TEXT SHOWN:
begin

Ladies and gentlemen, I've been attending these dinners for years, and just quietly sitting there. Well I've got a few things I want to say for a change. This is going to be fun because he [the President] really doesn't have a clue about what I'm going to say next.

George always says he's "delighted" to come to these press dinners. Baloney. He's usually in bed by now. I'm not kidding. I said to -- to him the other day, "George, if you really want to end tyranny in the world, you're going to have to stay up later."

I am married to the President of the United States, and here's our typical evening: nine o'clock, Mr. Excitement here is sound asleep, and I'm watching Desperate Housewives -- with Lynne Cheney. Ladies and gentlemen, I am a desperate housewife. I mean if those women on that show think they're desperate, they ought to be with George.

One night -- One night, after George went to bed, Lynne Cheney, Condi Rice, Karen Hughes and I went to Chippendale's. I wouldn't even mention it except Ruth Ginsberg and Sandra Day O'Connor saw us there. I won't tell you what happened, but Lynne's Secret Service codename is now "Dollar Bill."

But George and I are complete opposites: I'm quiet; he's talkative. I'm introverted; he's extroverted.

I can pronounce "nuclear."

The amazing thing, however, is that George and I were just meant to be. I was the librarian who spent 12 hours a day in the library; yet, somehow, I met George.

We met and married and I became one of the regulars up at Kennebunkport. All the Bushes love Kennebunkport, which is like Crawford, but without the nightlife. People ask me what it's like to be up there with the whole Bush clan. Let me put it this way: first prize -- three-day vacation with the Bush family; second prize -- 10 days.

Speaking of prizes brings me to my mother-in-law. So many mothers today are just not involved in their children's lives. Not a problem with Barbara Bush. People often wonder what my mother-in-law's really like. People think she's a sweet, grandmotherly, Aunt Bea type. She's actually more like, Don Corleone.

Cedric, am I doing all right?

I saw -- I saw my in-laws down at the ranch over Easter. We like it down there. George didn't know much about ranches when we bought the place. Andover and Yale don't have a real strong ranching program. But I'm proud of George. He's learned a lot about ranching since that first year when he tried to milk the horse. What's worse, it was a male horse.

end

DATA RECORDS:
begin

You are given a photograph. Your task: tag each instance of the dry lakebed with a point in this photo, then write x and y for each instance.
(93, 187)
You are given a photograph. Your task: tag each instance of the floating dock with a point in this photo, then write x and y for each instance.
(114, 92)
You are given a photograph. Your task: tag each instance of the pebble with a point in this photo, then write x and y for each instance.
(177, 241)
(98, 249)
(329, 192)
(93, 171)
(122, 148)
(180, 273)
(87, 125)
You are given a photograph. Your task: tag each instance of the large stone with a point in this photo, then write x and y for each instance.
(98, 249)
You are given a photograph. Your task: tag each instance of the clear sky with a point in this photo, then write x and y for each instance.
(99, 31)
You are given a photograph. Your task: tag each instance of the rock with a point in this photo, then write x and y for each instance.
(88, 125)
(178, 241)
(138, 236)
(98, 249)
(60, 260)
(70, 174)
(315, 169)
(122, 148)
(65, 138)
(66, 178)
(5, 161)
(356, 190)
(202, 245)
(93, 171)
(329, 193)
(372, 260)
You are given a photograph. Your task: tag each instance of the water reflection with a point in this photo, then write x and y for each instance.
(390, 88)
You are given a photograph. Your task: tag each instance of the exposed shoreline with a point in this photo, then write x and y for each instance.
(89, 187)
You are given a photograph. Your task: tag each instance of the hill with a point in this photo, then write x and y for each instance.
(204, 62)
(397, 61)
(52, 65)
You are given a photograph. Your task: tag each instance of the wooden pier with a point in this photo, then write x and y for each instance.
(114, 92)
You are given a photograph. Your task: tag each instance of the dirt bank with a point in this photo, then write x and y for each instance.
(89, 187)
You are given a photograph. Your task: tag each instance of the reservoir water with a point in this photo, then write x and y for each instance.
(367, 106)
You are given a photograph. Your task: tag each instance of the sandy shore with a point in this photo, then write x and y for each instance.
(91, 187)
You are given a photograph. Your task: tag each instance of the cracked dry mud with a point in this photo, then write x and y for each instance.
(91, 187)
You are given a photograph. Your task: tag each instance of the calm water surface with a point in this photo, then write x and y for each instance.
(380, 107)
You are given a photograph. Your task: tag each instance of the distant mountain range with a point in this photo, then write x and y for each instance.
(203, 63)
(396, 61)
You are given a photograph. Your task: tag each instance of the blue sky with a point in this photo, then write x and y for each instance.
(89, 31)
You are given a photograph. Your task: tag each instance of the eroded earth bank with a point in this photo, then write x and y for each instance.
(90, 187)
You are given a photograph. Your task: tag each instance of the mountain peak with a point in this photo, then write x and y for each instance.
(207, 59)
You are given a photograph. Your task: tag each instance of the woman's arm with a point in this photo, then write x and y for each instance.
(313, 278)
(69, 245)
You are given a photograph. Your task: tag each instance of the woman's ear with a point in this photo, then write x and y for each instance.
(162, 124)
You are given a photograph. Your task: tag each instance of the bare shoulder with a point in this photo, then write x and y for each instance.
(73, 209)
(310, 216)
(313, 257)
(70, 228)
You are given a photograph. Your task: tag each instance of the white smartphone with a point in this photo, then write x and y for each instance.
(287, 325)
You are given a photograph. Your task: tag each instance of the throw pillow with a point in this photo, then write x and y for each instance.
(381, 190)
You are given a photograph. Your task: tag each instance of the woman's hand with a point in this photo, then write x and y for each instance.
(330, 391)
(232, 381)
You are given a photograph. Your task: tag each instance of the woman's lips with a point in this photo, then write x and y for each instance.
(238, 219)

end

TASK LIST:
1 – Retype the press dinner speech, starting at "Ladies and gentlemen, I've" and ending at "to say next.".
2 – Answer these questions from the press dinner speech:
(a) At what time is "Mr. Excitement" sound asleep on a typical evening?
(b) What is Lynne's Secret Service codename now?
(c) What animal did George try to milk in his first year at the ranch?

SOLUTIONS BY TASK:
1 –
Ladies and gentlemen, I've been attending these dinners for years, and just quietly sitting there. Well I've got a few things I want to say for a change. This is going to be fun because he [the President] really doesn't have a clue about what I'm going to say next.

2 –
(a) Nine o'clock
(b) "Dollar Bill"
(c) A horse, a male one